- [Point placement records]
------------------------------

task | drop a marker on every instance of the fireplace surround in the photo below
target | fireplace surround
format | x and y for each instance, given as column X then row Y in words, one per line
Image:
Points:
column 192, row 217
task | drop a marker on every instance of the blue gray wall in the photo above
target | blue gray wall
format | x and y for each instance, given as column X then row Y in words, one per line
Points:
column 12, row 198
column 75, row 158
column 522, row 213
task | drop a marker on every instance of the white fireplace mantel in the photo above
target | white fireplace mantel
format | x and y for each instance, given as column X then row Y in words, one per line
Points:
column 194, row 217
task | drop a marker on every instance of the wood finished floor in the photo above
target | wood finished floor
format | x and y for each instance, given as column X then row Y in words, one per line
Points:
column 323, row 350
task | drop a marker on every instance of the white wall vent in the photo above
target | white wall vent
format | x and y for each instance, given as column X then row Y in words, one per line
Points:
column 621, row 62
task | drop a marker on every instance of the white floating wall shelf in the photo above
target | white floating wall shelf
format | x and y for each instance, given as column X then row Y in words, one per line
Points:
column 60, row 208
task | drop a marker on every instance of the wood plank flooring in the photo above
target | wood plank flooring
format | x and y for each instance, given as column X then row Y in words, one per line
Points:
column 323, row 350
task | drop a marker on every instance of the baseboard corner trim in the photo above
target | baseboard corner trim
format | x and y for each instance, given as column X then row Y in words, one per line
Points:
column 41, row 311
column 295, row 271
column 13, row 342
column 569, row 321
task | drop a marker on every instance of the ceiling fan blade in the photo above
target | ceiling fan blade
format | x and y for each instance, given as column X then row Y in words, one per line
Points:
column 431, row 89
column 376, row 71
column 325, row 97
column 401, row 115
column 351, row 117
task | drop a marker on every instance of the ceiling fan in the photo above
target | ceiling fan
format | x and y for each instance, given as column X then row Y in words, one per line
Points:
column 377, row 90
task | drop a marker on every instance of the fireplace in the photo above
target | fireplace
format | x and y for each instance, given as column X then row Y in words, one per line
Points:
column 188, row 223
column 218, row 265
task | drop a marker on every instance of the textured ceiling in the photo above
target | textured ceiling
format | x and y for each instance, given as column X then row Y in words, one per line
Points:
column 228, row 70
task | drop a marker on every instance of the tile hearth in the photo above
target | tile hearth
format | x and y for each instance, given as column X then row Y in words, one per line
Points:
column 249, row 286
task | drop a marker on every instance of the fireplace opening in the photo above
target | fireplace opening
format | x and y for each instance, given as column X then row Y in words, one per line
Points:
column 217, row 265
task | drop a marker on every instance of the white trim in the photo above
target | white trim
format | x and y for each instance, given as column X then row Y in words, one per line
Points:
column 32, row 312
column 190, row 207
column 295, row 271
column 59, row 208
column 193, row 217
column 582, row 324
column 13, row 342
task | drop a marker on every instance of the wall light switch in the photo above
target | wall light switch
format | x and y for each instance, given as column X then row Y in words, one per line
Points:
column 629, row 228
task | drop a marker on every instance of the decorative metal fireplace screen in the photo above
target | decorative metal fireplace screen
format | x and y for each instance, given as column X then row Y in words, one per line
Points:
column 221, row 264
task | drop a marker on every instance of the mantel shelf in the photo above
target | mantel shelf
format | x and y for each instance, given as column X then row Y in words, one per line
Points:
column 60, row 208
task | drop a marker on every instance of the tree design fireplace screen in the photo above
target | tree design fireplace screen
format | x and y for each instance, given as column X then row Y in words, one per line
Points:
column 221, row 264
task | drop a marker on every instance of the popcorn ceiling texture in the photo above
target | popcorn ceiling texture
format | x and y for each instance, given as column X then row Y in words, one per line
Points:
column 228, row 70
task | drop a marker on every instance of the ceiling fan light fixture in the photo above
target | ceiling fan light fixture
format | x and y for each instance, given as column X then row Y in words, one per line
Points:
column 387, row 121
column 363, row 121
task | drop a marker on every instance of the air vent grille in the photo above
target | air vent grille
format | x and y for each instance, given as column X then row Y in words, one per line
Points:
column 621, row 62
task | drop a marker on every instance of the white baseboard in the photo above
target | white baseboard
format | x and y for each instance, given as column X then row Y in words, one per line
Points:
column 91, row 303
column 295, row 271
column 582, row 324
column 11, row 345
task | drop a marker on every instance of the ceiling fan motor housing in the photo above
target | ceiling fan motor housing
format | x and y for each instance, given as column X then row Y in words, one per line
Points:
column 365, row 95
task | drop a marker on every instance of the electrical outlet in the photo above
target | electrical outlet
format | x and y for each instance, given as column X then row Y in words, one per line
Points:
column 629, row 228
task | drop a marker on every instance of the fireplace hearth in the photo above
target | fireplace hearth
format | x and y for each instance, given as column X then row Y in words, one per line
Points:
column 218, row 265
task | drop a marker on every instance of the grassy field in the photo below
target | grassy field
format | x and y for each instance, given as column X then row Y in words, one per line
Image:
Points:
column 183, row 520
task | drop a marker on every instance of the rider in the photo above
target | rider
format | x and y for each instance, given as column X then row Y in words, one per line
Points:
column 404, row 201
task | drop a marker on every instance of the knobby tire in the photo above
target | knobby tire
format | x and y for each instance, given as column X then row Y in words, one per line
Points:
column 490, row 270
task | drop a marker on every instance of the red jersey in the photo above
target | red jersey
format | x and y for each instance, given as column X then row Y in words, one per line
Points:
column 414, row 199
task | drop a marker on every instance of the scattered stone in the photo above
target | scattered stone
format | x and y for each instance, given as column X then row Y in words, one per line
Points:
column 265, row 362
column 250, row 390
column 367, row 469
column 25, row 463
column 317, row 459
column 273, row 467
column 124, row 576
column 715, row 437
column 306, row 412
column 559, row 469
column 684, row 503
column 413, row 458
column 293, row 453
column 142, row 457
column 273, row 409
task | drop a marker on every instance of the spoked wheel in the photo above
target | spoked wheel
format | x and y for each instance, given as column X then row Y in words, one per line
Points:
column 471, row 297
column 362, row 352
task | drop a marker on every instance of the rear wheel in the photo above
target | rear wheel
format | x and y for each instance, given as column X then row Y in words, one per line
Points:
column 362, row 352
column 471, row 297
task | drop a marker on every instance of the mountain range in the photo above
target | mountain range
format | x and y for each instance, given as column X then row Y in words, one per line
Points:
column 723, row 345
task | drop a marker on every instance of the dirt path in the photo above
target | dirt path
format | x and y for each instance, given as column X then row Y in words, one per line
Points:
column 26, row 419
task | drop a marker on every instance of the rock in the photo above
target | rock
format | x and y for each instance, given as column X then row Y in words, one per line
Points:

------------------------------

- [Task to complete] Copy the lines above word for word, starting at the first line of the point placement records and ending with the line that contains "column 522, row 213".

- [Expected answer]
task | drop a marker on every instance of the fireplace surround in the photo below
target | fireplace surround
format | x and y for each instance, given as column X then row Y in words, one per line
Image:
Points:
column 192, row 217
task | drop a marker on every instance of the blue gray wall in the photo above
target | blue gray wall
format | x and y for each instance, given as column X then row Y in words, one per line
Points:
column 12, row 198
column 75, row 158
column 522, row 213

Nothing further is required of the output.